Inflight Safety - はじめに

  旅慣れている人には飛行機に乗った瞬間から自分で自分の安全を守ろうという心構えがあります。まず何をおいても最初にする事は座席の前のポケットに必ずある「安全ための説明書」に必ず目を通し、前方の画面で必ず放映されている「安全のためのビデオ」を見る事です。
 「良くこの便に乗るから知っているよ...」とか、「この飛行機ジャンボでしょ、知っているよ...」というのは大きな間違いです。同じ便でもその日によって機材が変わっている事もあるし、その日はたまたま時刻表と違う機材を使っている事もあります。
 ましてや、一言でジャンボと言っても、さて世界中に緊急脱出のプロシージャーの違うジャンボは果たしていくつあるでしょうか?
どうしてこれらの事が、そんなに大切なのでしょうか?
 突然エマジェンシーに遭遇した時、数秒を争う時、それからキャビンアテンダント(客室乗務員)にどうするか聞いても、もう手後れなのです。


飛行機によりそれぞれ非常口の場所と、それをどのように操作するかは違います。
煙の立ち込める真っ暗な機内、いろいろな科学物質を含む煙に巻かれながら気が遠くなるまで数分、そんな状況で、あなたは一番近い非常口を見つける事が出来ますか?良く飛行機を利用すればするほどそんな状況に遭遇する機会は増えるのです。
運悪くそんな状況に遭遇するという事を仮定して、私が一番お勧めするのは、次の事を確認する事です。
まず自分がどこに座っているのかを確認する。(自分の席番号、そして自分の席は飛行機の進行方向のどちら側か、ちなみにキャビンアテンダントは進行方向左側をLサイド、右側をRサイドと呼んでいます)
一番近い非常口はどこか、機内煙が立ち込めて視界が無くなった時や真っ暗になり何も 見えなくなってもそこまでたどり着けるように、自分の席から非常口まで何席あるのかを確認する。
非常口はどのように操作するのかを確認するのも良い事です、必ずしもその非常口を担当しているキャビンアテンダントが無事であるとは限らないのです。
非常口の操作の仕方は座席あたりに必ずある「安全のしおり」に説明が載っています。飛行機によりドアの開き方は異なり、必ず非常ドアが外向きに開くとは限らないのを知ってますか?
押してだめなら引いてみろなんて良く言いますが、飛行機のドアも内側に開いたり、上向きに開いたり扉のように開いたりと様々なのです。
非常ランプが、何らかのショックで点灯しない時、これらの事を暗闇でしなくはならないのです。
非常口付近の座席にはいろいろな制限があります。小さな子供、赤ちゃんづれ、ハンディのある人等はこの座席には座れません。またもちろん、非常口付近に荷物があってはいけません。

—————

# 課題内容:
機内の安全についての本文を、最後の文の後から書き足せ。 この課題に記録は必要ない。

# データ記録:
—————

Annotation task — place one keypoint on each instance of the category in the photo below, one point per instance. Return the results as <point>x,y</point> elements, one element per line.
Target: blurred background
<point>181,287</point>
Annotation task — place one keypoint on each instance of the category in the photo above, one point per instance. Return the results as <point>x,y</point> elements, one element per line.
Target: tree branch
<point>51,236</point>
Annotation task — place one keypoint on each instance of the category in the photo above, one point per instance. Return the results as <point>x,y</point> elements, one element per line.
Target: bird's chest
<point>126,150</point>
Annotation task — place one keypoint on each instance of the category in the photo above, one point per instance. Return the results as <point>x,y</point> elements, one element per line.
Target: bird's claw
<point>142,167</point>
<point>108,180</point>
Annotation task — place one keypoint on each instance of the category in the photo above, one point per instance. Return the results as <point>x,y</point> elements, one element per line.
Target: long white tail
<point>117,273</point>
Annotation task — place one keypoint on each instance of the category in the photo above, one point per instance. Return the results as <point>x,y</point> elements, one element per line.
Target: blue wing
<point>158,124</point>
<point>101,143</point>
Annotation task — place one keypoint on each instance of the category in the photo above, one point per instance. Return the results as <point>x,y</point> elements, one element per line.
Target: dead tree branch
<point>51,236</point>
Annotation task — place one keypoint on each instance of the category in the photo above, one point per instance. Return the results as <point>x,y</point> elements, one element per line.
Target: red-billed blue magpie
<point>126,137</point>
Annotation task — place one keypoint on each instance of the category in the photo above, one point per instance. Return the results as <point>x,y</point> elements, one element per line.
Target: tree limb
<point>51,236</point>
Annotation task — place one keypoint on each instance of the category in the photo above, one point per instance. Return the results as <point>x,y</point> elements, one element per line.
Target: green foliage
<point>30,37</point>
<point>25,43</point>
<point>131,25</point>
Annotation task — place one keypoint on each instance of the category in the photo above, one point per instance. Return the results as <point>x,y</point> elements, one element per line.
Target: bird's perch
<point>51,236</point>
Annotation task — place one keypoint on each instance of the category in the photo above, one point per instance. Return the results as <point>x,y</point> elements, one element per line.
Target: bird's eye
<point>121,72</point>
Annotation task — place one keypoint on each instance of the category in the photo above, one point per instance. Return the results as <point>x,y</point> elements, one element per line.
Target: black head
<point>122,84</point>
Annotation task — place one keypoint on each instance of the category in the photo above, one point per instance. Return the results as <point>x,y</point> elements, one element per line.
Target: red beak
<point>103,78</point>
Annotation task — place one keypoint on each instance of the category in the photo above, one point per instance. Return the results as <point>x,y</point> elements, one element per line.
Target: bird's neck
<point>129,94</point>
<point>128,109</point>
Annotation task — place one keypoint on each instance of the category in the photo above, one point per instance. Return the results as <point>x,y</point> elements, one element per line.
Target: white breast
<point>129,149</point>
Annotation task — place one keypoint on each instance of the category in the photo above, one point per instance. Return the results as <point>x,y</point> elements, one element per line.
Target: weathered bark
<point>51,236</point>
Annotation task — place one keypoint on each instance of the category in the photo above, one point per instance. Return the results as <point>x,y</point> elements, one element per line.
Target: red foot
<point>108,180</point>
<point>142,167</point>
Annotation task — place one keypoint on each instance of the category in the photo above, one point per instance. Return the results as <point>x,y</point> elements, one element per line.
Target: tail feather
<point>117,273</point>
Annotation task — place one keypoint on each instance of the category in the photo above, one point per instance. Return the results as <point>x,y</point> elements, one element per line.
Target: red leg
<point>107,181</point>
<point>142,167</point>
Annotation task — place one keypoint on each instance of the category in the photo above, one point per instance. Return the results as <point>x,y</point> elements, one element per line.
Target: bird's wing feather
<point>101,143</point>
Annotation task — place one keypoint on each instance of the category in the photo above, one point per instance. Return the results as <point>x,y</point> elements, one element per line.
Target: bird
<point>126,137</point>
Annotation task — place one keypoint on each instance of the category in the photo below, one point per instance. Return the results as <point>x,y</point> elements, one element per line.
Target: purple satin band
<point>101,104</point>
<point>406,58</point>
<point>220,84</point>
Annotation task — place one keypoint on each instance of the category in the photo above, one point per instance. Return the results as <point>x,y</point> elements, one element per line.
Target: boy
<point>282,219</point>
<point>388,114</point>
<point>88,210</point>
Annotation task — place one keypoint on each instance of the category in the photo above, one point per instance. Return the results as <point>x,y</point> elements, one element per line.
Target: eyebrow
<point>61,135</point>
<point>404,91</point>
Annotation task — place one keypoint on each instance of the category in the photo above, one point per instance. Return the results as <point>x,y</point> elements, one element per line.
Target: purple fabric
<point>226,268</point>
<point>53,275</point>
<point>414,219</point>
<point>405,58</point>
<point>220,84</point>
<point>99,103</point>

—————

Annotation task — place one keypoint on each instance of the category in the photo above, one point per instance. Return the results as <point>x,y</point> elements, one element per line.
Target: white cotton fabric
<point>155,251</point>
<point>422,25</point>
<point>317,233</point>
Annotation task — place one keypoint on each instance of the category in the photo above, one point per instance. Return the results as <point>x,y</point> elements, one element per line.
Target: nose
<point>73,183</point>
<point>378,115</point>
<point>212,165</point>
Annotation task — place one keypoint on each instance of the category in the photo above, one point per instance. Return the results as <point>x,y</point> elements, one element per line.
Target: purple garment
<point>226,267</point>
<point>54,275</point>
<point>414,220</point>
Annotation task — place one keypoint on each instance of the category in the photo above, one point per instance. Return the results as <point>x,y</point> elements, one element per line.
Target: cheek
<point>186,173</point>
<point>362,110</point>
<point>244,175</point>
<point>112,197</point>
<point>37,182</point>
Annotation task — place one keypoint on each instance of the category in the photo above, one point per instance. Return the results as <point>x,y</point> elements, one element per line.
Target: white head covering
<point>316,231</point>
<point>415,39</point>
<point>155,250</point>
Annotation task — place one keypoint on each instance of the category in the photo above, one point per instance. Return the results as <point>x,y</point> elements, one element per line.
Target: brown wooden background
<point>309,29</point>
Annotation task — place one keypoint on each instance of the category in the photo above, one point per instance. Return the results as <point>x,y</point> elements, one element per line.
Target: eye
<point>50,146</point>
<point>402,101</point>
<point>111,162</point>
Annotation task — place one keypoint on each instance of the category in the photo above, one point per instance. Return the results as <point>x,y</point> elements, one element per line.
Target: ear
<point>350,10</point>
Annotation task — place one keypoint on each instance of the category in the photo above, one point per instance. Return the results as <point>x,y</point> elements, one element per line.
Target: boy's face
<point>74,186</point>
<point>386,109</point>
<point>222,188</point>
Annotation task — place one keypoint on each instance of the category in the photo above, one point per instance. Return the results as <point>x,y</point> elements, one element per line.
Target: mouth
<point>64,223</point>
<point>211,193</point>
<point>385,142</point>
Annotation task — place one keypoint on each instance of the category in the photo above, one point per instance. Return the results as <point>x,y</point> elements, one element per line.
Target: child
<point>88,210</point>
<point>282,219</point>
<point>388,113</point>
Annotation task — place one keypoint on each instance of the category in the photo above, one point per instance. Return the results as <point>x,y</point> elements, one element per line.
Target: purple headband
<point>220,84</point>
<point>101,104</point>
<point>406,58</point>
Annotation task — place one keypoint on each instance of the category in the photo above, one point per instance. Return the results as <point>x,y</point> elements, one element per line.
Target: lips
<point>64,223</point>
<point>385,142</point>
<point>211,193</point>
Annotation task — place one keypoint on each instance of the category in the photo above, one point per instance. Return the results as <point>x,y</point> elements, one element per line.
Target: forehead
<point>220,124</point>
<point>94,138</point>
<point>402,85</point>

—————

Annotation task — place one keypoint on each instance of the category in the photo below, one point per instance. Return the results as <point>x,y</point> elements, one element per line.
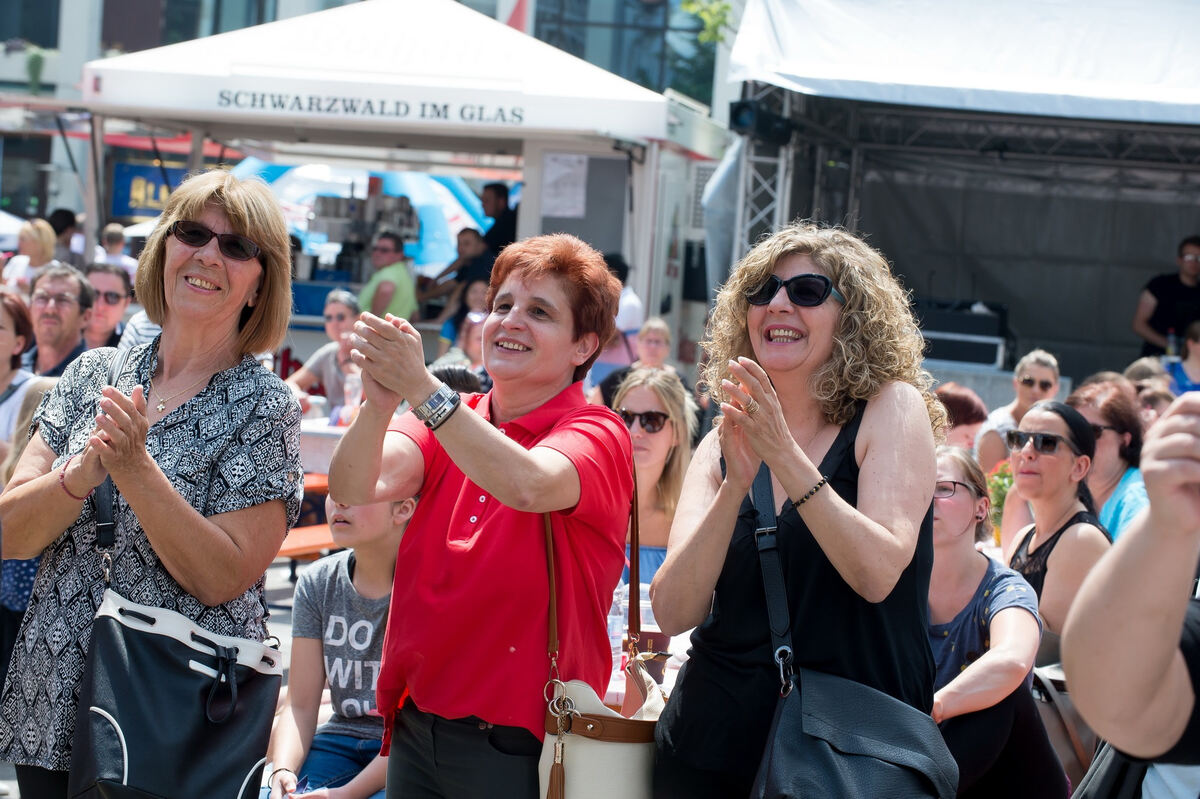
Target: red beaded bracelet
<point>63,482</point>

—————

# 出力結果:
その荷物が非常口のドアの開閉の妨げになる事もさることながら、荷物を持っている人は何かエマージェンシーに遭遇した時、果たして、自分の身を守るより先に自分の荷物を守るでしょうか?
良く脚で押さえているから良いと思っている人がいますが、これも危険です。飛行機は1000キロ以上のスピードで飛んでいます。40キロのスピード走行している車が事故を起こした時の事を考えて見てください。飛行機への衝撃は想像を絶する物なのです。自分の荷物が邪魔をして非常ドアが開かなく、何十人もの人が脱出できなかったり、自分の荷物が飛んでいって他の人の命を奪う事を良く考えれば、非常口に荷物を置くという事は、決して出来ない事です。
 どんなに小さな物でも上の棚に入れるようにしましょう。非常口に接していない席の場合も荷物を前の席の下にしっかり固定するか、上の棚に入れるようにしましょう。それだけで、前に座っているキャビンアテンダントは、他の人の事も気使う、旅慣れているばかりでなく頼りになる人だ、と密かに思う事でしょう。 (非常口の荷物や固定されていない荷物は、非常脱出の際「凶器」になります。出来る限り機内に荷物を持ち込まないようにしましょう。)

全員が飛行機に乗り終わったころ、アナウンスが入りキャビンアテンダントが何やらドアのあたりでゴチャゴチャやった後、反対側の非常口や、後ろの方のキャビンアテンダントと手で合図をしているのを見た事がありませんか?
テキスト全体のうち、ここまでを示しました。